*** Extracted text ***

This particular dataset has the x and y coordinates in a projected coordinate
system which makes it a little trickier (AKA, more fun!) to work with. The
dataset is in Massachusetts Mainland (ftUS), which has a spatial reference id
(SRID) of 2249—we’ll look at how to use that bit of information when working
with projected data in QGIS.
Another
fun dataset, if you want to play around, is the NYC
squirrel census. I’m not using this as an example in this post, but it’s
still a lot of fun to look at! The table of data that you can download from NYC
for the squirrel census is in latitude and longitude.
Spatial
Files
I
love the US
Census cartographic boundary files. Tons to choose from! In this
post, I’ll be using the Census Tracts for Washington state shapefile from the Census.
When
you first open QGIS, you will likely have a blank screen that looks something
like this - we’ll open a new empty project to get started:
Now
we have somewhere to add our data. The easy place to find the tools to add
any new dataset is to use the Layer → Add Layer menu. For my
Tableau-related work I generally just use these two options: Add
Vector Layer... and Add Delimited Text Layer...
Add Spatial Files
I’ll
start with vector (point, line, and polygon) spatial files. These are
generally the easiest and most straightforward. Most of the time, these
files come with a coordinate system defined for them, and this information is
stored in the file itself, which makes working with it in QGIS much
easier.
Generally,
you can just use Layer → Add Layer → Add Vector Layer and select your
spatial file in the Source section.
Most
of the time, that will be all you need to do to add a spatial file.
Occasionally,
you’ll see a window asking you to select a Transformation for your file—this
shows up when your dataset is in a different coordinate system than the QGIS
map and it needs some help in converting between the two coordinate reference
systems. In most cases, taking the default option will probably be just
fine.
Add Delimited Text Files
It’s
easy to add a text file - just use Layer → Add Layer → Add Delimited Text Layer like this:
I’ve
highlighted the important parts in the image above:
• File
Name - Where QGIS will find your file. Click on the ... next to the
text field for the file picker dialog.
• Layer
Name - What QGIS will call your layer (I’m generally lazy and leave the
default).

*** Given records ***

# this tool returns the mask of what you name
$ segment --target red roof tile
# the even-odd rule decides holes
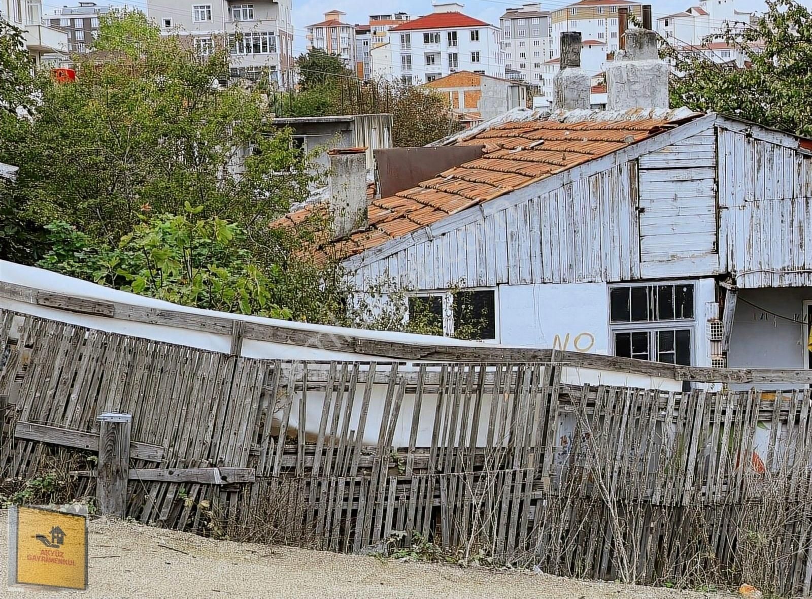
[[[490,27],[490,24],[463,15],[461,12],[435,12],[407,21],[390,31],[414,31],[417,29],[451,29],[455,27]]]
[[[365,231],[326,244],[323,238],[317,239],[313,254],[317,261],[348,258],[669,127],[667,120],[654,119],[575,123],[551,119],[495,125],[456,142],[484,144],[482,157],[447,169],[395,196],[373,200]],[[318,212],[310,205],[280,218],[272,226],[293,226]]]

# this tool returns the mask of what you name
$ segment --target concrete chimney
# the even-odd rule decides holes
[[[368,222],[366,148],[335,148],[330,157],[330,212],[333,235],[344,237]]]
[[[668,65],[659,59],[657,34],[627,29],[625,42],[607,67],[607,110],[668,108]]]
[[[553,77],[553,109],[588,109],[592,85],[589,74],[581,68],[581,33],[562,32],[560,46],[560,67]]]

***

• _Requirements_:
1 > According to the QGIS tutorial text, what spatial reference id does Massachusetts Mainland (ftUS) have?
2 > Retype every line of the records character for character, omitting the picture.

• _Outputs for the tasks_:
1 > 2249

2 >
# this tool returns the mask of what you name
$ segment --target red roof tile
# the even-odd rule decides holes
[[[490,27],[490,24],[463,15],[461,12],[435,12],[407,21],[390,31],[414,31],[417,29],[451,29],[455,27]]]
[[[365,231],[326,244],[323,238],[317,239],[313,254],[317,261],[348,258],[669,127],[667,120],[654,119],[575,123],[551,119],[495,125],[456,142],[484,144],[482,157],[447,169],[395,196],[373,200]],[[318,212],[310,205],[280,218],[272,226],[293,226]]]

# this tool returns the mask of what you name
$ segment --target concrete chimney
# the even-odd rule decides holes
[[[368,222],[366,148],[335,148],[330,157],[330,212],[333,235],[344,237]]]
[[[668,65],[659,59],[657,34],[627,29],[625,42],[607,67],[607,110],[668,108]]]
[[[553,77],[553,109],[588,109],[592,85],[589,74],[581,68],[581,33],[562,32],[560,46],[560,67]]]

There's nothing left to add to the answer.